== EXTRAIT À LIRE ==
"""

Sommes-nous de ces jeunes gens avisés ou de ceux qui manquent de prévision ? Sommes-nous de ceux qui cherchent ou de ceux qui restent oisifs ? Peut-être les deux en même temps ? Je ne peux pas répondre à cette question, c’est à vous de méditer sur celle-ci. Dans mon cas, je reconnais bien mon ambivalence entre les deux postures. Je cherche, mais me fatigue rapidement. Et pourtant, je reprends courage. Mon cœur vit un soubresaut lorsque je sens la venue de la personnes bien-aimée. Il rappel dès lors que l’amour est exigeant. Oui, la relation qui nous unit est un arbre fruitier qui exige bien des soins et beaucoup d’efforts. C’est un travail de longue haleine. Cet arbre-là ne pousse pas dans l’habitude. Il nous faut tailler les branches et les feuilles, parfois le priver d’eau pour mieux ensuite le désaltérer et stimuler sa croissance. Trop l’abreuver le gâterait, trop le mortifier le ferait sécher. Nous perdrions alors tous les fruits jusqu’à la prochaine saison.

"""

Extrait du jeu de données:
"""

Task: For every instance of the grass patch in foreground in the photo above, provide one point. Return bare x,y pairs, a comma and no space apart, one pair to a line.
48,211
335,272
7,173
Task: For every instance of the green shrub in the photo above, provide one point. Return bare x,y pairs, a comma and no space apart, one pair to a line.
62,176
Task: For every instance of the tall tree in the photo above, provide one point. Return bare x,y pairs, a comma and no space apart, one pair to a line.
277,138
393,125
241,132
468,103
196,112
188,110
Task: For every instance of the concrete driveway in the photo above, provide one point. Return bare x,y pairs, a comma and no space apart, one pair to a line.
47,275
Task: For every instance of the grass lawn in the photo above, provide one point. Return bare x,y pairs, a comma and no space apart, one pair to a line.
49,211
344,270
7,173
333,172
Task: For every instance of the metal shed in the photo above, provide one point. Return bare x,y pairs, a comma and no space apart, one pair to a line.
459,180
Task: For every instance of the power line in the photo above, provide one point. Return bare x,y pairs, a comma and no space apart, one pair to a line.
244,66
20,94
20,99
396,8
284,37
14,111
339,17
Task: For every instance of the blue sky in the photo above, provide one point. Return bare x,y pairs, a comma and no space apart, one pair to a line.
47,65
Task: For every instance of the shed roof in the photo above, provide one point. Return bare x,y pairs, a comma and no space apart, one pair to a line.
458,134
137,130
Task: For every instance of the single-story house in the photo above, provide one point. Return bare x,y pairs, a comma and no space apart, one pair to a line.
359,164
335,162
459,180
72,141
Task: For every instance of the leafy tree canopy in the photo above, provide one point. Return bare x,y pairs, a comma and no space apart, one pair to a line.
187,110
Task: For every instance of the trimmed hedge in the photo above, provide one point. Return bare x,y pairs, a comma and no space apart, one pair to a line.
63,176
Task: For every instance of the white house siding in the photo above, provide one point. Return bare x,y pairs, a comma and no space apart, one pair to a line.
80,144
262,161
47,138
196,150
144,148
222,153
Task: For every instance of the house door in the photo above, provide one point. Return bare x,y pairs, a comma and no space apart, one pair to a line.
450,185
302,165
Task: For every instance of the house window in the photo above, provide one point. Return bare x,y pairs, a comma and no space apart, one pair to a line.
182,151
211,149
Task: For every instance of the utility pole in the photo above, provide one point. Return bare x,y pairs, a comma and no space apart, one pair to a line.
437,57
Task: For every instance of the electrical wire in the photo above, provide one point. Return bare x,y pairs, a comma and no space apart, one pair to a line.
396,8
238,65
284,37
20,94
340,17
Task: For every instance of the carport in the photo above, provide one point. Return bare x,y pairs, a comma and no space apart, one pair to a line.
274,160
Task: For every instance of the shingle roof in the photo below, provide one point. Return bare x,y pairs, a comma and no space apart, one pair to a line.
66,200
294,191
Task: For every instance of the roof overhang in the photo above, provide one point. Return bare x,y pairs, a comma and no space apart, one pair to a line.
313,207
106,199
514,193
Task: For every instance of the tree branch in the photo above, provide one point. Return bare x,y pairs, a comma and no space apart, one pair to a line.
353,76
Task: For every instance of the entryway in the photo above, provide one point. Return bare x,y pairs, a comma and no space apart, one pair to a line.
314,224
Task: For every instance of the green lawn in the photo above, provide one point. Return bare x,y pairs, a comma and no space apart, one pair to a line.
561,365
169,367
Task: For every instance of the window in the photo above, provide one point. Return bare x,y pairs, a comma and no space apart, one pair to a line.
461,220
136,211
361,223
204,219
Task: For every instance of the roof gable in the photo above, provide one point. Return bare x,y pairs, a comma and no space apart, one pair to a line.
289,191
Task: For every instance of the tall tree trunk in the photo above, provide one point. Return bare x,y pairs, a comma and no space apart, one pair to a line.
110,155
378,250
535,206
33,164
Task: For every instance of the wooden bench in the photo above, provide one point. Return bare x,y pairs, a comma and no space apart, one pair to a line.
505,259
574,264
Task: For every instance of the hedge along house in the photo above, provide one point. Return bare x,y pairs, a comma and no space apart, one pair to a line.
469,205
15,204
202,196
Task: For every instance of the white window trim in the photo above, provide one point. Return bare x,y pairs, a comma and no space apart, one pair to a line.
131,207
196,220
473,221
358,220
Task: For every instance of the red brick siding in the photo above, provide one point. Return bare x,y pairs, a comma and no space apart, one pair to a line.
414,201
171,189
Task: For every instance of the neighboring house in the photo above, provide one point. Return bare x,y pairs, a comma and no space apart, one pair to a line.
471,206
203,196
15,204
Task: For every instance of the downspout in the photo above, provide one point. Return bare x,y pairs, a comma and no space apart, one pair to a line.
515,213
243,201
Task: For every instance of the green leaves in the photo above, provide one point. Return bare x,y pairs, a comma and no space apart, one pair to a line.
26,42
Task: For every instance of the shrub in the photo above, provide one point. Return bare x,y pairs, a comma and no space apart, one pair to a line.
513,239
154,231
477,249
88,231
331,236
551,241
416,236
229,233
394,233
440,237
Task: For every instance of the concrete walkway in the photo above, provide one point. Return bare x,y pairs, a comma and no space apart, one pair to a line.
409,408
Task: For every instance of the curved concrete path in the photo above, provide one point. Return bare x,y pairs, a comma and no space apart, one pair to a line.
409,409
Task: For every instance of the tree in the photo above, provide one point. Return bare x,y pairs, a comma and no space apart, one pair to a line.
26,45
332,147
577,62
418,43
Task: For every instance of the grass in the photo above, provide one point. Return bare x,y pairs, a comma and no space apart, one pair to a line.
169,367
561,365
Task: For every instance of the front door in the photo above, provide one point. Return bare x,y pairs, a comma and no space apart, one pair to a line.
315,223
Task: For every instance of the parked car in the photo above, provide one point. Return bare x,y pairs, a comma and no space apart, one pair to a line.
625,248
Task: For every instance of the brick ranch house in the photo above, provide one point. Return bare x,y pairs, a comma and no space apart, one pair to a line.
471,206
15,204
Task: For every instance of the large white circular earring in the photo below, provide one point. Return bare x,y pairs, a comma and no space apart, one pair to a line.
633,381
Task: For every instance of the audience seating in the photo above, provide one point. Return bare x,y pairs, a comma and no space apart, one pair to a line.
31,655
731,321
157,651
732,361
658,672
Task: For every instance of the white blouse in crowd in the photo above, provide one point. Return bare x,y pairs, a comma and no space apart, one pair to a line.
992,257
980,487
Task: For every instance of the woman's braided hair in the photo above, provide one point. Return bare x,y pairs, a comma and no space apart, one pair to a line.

"""

== CONSIGNES ==
(a) Relevez toutes les lignes des données qui contiennent le mot « concrete », en respectant la casse.
(b) Poursuivez la réflexion sur l'amour comparé à un arbre fruitier là où elle s'arrête.

== RÉPONSES PAR CONSIGNE ==
(a)
Task: For every instance of the concrete driveway in the photo above, provide one point. Return bare x,y pairs, a comma and no space apart, one pair to a line.
Task: For every instance of the concrete walkway in the photo above, provide one point. Return bare x,y pairs, a comma and no space apart, one pair to a line.
Task: For every instance of the curved concrete path in the photo above, provide one point. Return bare x,y pairs, a comma and no space apart, one pair to a line.

(b)
En fin de compte, si nous nous désintéressons, si nous manquons constamment de l’huile, si nous perdons de vue notre histoire sainte avec ce Dieu qui nous accompagna dans sa présence-absence, je peux comprendre que l’époux puisse nous renvoyer notre désintérêt. Celui-ci viendra un jour et pourrait nous paraître tout simplement sous la forme d’un pur inconnu. En effet, Jésus n’a-t-il pas dit « J’avais soif et vous m’avez donné à boire » dans un autre passage de l’Évangile ou encore « À chaque fois que vous avez fait cela à mes frères et sœurs, vous l’avez fait à moi » ? Plutôt que de lire cette parole brutale qu’est « Amen, je vous le dis : je ne vous connais pas », peut-être pourrions-nous plutôt le recevoir comme « Amen, je vous le dis : nous ne nous reconnaissons pas. » Dieu ne s’impose pas dans nos vies ; il ne commet pas de viol spirituel contre ceux qui passent à côté. Chercher avec une lampe ou passer à côté nous revient.
Vous voyez, c’est à nous à faire sens dans notre relation, à chercher qui nous sommes et qui est l’époux pour nous. Il y a plus de questions que de réponses dans cette parabole, je l’avoue, mais c’est peut-être là une bonne nouvelle : nous n’avons jamais terminé de chercher l’identité de l’époux, une lampe à la main, avec à l’esprit l’huile du souvenir de la grâce de Dieu. Nous chantons, nous nous souvenons.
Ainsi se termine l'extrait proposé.